▸ **WORK TO COMPLETE**
a: In the interview with Robin Dunbar, rewrite the passage starting with "What has been" and going on through "and influential experience.", substituting "doctoral supervisor" for "PhD supervisor".
b: According to the Robin Dunbar interview, which two books were published in 1975?
c: Continue the interview with Robin Dunbar from the point where it stops.

▸ **TEXT**

★ ★ ★ ★ ★ ★ ★

Robin Dunbar is currently a member of the Editorial Board of Biology Letters, having previously been on the Proceedings B Editorial Board. Here, he talks to us about his career.
Tell us a bit about your research.
My principal research interests are in social evolution in mammals and birds, with a particular focus on primates and small bovids, and (thanks mainly to the emergence of the social internet) increasingly on humans. My approach has been a combination of top-down and bottom-up that tries to fit together the behavioural, ecological and sociological aspects of social ecology with the genetic, cognitive and neurobiological mechanisms that underpin it. Historically, much of this has involved field studies of the behaviour and ecology of small bovids and primates, and comparative analyses of brain evolution and social behaviour. But more recently my focus has shifted to a combination of field and laboratory studies of human social networks and their dynamics. This has involved collaborations with several groups of statistical physicists on big and small data network analysis, analytical and agent-based modelling of social processes and their associated time budgets, experimental studies of behaviour and cognition, neuroimaging studies of brain mechanisms using both fMRI and PET, and the psychopharmacology and genetics of the neuroendocrine mechanisms that underpin sociality.
What prompted you to work in this field?
I was first introduced to field work on primates an undergraduate in 1968 by accident rather than design (an excuse to travel in Africa). But as a direct result, field work dominated my interests for the next 40 years.
What has been the biggest influence on your career?
Probably my PhD supervisor, John Crook, the founding father of socioecology (the precursor of modern behavioural ecology), not least for his sheer range of interests and taxonomic breadth. But being a young postdoc in the seminal year of 1975 (when both Selfish Gene and Sociobiology were published) was a magical and influential experience.

★ ★ ★ ★ ★ ★ ★

▸ **SUPPLIED DATA**
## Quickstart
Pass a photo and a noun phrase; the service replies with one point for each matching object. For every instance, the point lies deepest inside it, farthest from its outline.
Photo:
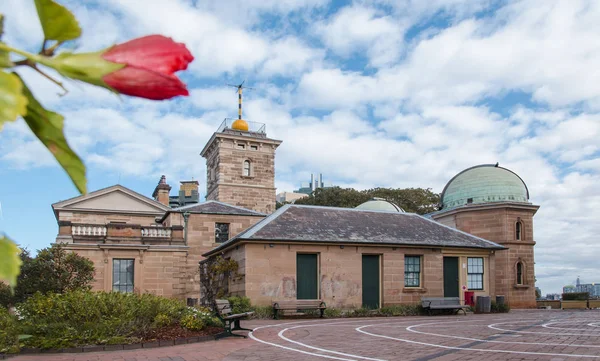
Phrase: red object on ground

★ ★ ★ ★ ★ ★ ★

▸ **OUTPUTS BY TASK**
a:
What has been the biggest influence on your career?
Probably my doctoral supervisor, John Crook, the founding father of socioecology (the precursor of modern behavioural ecology), not least for his sheer range of interests and taxonomic breadth. But being a young postdoc in the seminal year of 1975 (when both Selfish Gene and Sociobiology were published) was a magical and influential experience.

b: Selfish Gene and Sociobiology.

c:
What are the big challenges still remaining in your field?
We have spent the four decades since 1975 picking apart behavioural biology at the level of the individual, and rightly so. Now that we understand this so much better, the time has come to reassemble the individuals into the social systems they actually live in so as to examine the emergent properties of multilevel selection, especially in the more intensely social taxa where bonded sociality changes the evolutionary rules of engagement. Doing so raises the important new challenge of exploring the underpinning neurobiology of sociality, a topic that has, as yet, barely had its surface properly scratched.
Why did you join the Biology Letters Editorial Board?
As a previous Editorial Board member of Proceedings B, it seemed like a natural transition, and allowed me to continue contributing to improving the quality of science output.
What advice would you give to someone who want to submit to Biology Letters?
Keep it short, keep it simple and, above all, make sure it has a storyline that hits a major novel theme.
What do you do in your spare time?
What spare time? I once read novels and poetry, did a lot of hill walking and listened to music, but thanks to a large research group, the last seems to be all I have time for now.
If you weren’t a researcher, what would you be instead?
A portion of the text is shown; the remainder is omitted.